Dataset rows:
========================================================================

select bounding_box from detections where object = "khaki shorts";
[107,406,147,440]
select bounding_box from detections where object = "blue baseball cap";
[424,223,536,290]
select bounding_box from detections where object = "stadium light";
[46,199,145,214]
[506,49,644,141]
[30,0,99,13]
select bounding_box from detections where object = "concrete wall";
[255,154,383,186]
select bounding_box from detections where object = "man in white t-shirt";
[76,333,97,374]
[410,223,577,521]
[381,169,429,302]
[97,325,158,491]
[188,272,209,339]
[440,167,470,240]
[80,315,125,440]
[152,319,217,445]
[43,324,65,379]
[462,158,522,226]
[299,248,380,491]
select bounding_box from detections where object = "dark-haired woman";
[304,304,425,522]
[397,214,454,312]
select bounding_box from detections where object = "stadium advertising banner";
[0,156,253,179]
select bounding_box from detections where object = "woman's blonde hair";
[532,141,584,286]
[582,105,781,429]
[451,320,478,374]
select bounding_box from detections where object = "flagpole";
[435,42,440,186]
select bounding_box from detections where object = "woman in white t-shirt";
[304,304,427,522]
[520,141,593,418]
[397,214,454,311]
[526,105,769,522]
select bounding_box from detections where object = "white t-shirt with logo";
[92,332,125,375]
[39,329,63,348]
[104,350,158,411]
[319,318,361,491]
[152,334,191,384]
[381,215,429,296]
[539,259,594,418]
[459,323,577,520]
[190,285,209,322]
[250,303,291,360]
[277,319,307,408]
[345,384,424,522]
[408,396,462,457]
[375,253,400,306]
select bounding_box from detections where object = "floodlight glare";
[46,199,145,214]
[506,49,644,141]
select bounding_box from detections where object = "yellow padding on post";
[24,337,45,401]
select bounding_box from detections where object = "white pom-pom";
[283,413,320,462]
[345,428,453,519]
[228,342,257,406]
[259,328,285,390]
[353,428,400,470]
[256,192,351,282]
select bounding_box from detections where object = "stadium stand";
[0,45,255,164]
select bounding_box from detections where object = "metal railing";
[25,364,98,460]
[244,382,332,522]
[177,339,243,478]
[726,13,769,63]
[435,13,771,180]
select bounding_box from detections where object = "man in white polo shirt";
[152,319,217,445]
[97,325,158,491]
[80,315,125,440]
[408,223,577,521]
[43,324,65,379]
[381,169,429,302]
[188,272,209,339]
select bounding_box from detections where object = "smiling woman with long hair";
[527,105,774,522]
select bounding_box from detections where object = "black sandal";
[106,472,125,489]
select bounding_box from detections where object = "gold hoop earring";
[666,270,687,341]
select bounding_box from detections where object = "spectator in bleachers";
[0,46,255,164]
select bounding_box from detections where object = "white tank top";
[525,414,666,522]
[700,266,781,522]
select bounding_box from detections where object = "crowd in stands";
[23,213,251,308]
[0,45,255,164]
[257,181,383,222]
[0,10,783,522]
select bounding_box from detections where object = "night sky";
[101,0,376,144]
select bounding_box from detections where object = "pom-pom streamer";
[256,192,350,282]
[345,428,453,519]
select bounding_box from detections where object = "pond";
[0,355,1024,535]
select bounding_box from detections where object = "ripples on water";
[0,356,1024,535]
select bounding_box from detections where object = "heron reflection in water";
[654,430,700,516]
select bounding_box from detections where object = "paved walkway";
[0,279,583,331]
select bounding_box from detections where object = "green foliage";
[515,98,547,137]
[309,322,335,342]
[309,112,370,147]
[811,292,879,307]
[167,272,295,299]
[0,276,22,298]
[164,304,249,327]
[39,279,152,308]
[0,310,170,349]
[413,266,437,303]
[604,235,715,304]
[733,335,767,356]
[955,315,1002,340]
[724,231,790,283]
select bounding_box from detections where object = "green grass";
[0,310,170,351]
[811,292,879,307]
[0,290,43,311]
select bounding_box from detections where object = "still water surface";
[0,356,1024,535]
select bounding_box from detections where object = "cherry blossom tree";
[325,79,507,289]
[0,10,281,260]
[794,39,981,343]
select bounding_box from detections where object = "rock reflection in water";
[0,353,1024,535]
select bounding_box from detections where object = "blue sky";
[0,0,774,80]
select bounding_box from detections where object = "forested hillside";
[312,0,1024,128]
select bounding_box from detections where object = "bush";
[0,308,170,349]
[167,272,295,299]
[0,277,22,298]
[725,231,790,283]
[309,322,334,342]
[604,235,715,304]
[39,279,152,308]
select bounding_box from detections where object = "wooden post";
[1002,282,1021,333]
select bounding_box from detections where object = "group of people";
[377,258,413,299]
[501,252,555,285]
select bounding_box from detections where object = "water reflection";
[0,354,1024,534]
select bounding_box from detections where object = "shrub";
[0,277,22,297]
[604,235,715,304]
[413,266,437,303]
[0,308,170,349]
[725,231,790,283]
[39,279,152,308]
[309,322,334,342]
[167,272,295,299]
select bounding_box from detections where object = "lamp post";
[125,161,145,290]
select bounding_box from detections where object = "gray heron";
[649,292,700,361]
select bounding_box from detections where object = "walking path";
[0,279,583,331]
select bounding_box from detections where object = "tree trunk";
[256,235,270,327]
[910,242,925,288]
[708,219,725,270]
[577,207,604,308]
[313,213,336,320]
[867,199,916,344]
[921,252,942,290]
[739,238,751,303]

========================================================================

--- DIRECTIVE ---
Copy out all of the entries above, every line unchanged.

--- RESPONSE TO THIS EXERCISE ---
select bounding_box from detections where object = "khaki shorts";
[107,406,147,440]
select bounding_box from detections where object = "blue baseball cap";
[424,223,536,290]
select bounding_box from detections where object = "stadium light";
[46,199,145,214]
[506,49,644,141]
[30,0,99,13]
select bounding_box from detections where object = "concrete wall";
[255,154,383,186]
select bounding_box from detections where object = "man in white t-shirt";
[76,333,97,374]
[410,223,577,521]
[381,169,429,302]
[97,325,158,491]
[188,272,209,339]
[440,167,470,240]
[80,315,125,440]
[152,319,217,445]
[43,324,65,379]
[462,158,522,226]
[299,248,380,491]
select bounding_box from detections where object = "dark-haired woman";
[304,304,425,522]
[397,214,454,312]
select bounding_box from detections where object = "stadium advertising banner";
[0,156,253,179]
select bounding_box from detections where object = "woman's blonde hair";
[532,141,584,286]
[582,105,781,429]
[451,320,478,374]
select bounding_box from detections where object = "flagpole";
[435,42,440,186]
select bounding_box from detections where object = "woman in white t-shirt";
[304,304,427,522]
[520,141,593,418]
[397,214,454,311]
[526,105,769,522]
select bounding_box from detections where object = "white t-shirt with logo";
[92,332,125,375]
[39,329,63,348]
[104,350,158,411]
[319,318,361,491]
[152,334,191,384]
[381,215,429,296]
[539,259,594,418]
[459,323,577,520]
[190,285,209,322]
[250,303,291,360]
[277,319,307,408]
[345,384,424,522]
[408,396,462,457]
[375,253,400,306]
select bounding_box from detections where object = "floodlight glare";
[46,199,145,214]
[506,49,644,141]
select bounding_box from detections where object = "yellow padding on post";
[24,337,45,401]
select bounding_box from detections where object = "white pom-pom";
[283,413,320,462]
[345,428,453,519]
[228,342,257,406]
[259,328,285,390]
[353,428,400,470]
[256,192,351,282]
select bounding_box from detections where object = "stadium stand";
[0,45,255,164]
select bounding_box from detections where object = "metal railing";
[25,364,98,460]
[244,382,332,522]
[177,339,243,478]
[726,13,769,63]
[435,13,771,180]
select bounding_box from detections where object = "man in white polo shirt";
[152,319,217,445]
[97,325,158,491]
[80,315,125,440]
[408,223,577,521]
[43,324,65,379]
[381,169,429,302]
[188,272,209,339]
select bounding_box from detections where object = "smiling woman with long hair";
[527,105,774,522]
select bounding_box from detections where object = "black sandal";
[106,472,125,489]
select bounding_box from detections where object = "gold hoop earring";
[666,270,687,341]
select bounding_box from detections where object = "spectator in bleachers";
[0,46,255,164]
select bounding_box from detections where object = "white tank top";
[525,414,666,522]
[700,266,781,522]
select bounding_box from detections where object = "crowd in stands";
[23,213,251,308]
[0,45,255,164]
[257,181,383,222]
[0,10,783,522]
select bounding_box from detections where object = "night sky";
[101,0,376,144]
select bounding_box from detections where object = "pom-pom streamer";
[256,192,350,282]
[345,428,453,519]
select bounding_box from detections where object = "pond";
[0,355,1024,535]
select bounding_box from detections where object = "ripples on water";
[0,356,1024,535]
select bounding_box from detections where object = "heron reflection in water";
[654,430,700,516]
select bounding_box from detections where object = "paved walkway";
[0,279,583,331]
select bounding_box from detections where object = "green foliage";
[515,98,547,137]
[309,322,335,342]
[309,112,370,147]
[811,292,879,307]
[167,272,295,299]
[0,276,22,298]
[164,304,249,327]
[39,279,152,308]
[0,310,170,349]
[413,266,437,303]
[604,235,715,304]
[733,335,767,356]
[955,315,1002,340]
[724,231,790,283]
select bounding_box from detections where object = "green grass";
[0,310,170,351]
[811,292,879,307]
[0,290,43,311]
select bounding_box from detections where object = "still water surface";
[0,356,1024,535]
select bounding_box from detections where object = "cherry blossom tree";
[325,79,507,289]
[0,10,281,260]
[794,39,981,343]
select bounding_box from detections where object = "rock reflection in water";
[0,353,1024,535]
select bounding_box from detections where object = "blue sky";
[0,0,774,80]
select bounding_box from detections where object = "forested hillside";
[312,0,1024,128]
select bounding_box from detections where object = "bush";
[0,308,170,349]
[167,272,295,299]
[0,277,22,298]
[725,231,790,283]
[309,322,334,342]
[604,235,715,304]
[39,279,152,308]
select bounding_box from detections where object = "wooden post";
[1002,282,1021,333]
select bounding_box from detections where object = "group of people";
[377,258,413,299]
[501,252,555,285]
select bounding_box from detections where object = "water reflection";
[0,354,1024,534]
select bounding_box from detections where object = "shrub";
[0,277,22,297]
[604,235,715,304]
[413,266,437,303]
[0,308,170,349]
[725,231,790,283]
[39,279,152,308]
[309,322,334,342]
[167,272,295,299]
select bounding_box from detections where object = "lamp post";
[125,161,145,290]
select bounding_box from detections where object = "gray heron";
[649,292,700,361]
select bounding_box from detections where object = "walking path";
[0,279,583,331]
select bounding_box from detections where object = "tree trunk";
[256,235,270,327]
[910,242,925,288]
[708,219,725,270]
[577,207,604,308]
[313,213,336,320]
[867,199,916,344]
[921,252,942,290]
[739,238,751,303]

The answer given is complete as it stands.